- What you need to do -
Swap every "slender green stalk" in the listing below for "thin green stem", and leave all other lines and text unchanged.

- Record excerpts -
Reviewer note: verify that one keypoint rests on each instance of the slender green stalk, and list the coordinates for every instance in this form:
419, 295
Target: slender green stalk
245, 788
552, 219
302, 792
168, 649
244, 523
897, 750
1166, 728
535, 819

- Written response -
Reviewer note: verify that one keypoint rests on each instance of the thin green stem, and list the coordinates for every instance in this form:
419, 295
Target: thin green stem
245, 788
552, 219
302, 792
168, 649
244, 523
897, 750
1166, 728
535, 819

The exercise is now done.